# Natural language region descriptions

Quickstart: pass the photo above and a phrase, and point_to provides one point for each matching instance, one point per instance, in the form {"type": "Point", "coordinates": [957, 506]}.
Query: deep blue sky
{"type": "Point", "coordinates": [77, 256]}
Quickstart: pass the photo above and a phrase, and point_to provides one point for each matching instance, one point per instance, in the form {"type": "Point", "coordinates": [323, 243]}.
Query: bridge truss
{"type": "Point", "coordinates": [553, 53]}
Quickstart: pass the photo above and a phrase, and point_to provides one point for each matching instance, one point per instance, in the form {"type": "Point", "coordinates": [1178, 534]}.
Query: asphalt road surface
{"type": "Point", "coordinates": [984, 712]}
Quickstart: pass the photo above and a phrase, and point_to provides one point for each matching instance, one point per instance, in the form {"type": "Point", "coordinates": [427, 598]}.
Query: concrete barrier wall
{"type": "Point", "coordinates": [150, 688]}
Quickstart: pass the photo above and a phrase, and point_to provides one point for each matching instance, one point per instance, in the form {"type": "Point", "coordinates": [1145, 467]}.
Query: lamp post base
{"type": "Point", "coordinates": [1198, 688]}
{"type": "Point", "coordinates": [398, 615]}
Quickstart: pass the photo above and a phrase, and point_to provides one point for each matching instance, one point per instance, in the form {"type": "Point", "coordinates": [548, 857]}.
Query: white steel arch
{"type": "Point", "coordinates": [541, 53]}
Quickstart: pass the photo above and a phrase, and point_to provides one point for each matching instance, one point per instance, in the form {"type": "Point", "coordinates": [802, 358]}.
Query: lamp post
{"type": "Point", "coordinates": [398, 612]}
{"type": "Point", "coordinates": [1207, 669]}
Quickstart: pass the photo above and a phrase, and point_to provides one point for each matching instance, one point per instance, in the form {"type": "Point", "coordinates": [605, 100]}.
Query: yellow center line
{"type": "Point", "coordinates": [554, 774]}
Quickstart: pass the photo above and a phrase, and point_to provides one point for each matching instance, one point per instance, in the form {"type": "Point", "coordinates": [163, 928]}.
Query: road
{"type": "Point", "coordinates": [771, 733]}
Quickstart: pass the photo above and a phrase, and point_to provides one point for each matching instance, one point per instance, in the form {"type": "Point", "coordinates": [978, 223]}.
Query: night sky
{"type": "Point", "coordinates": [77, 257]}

# AIM OF THE TASK
Find the line containing "Query: road" in the data above. Please transcribe it and every line after it, exactly.

# EXPECTED ANSWER
Query: road
{"type": "Point", "coordinates": [771, 733]}
Quickstart: pass the photo above and a phrase, and point_to provides one point for each matching instance, one point per instance, in the form {"type": "Point", "coordinates": [978, 223]}.
Query: night sky
{"type": "Point", "coordinates": [77, 257]}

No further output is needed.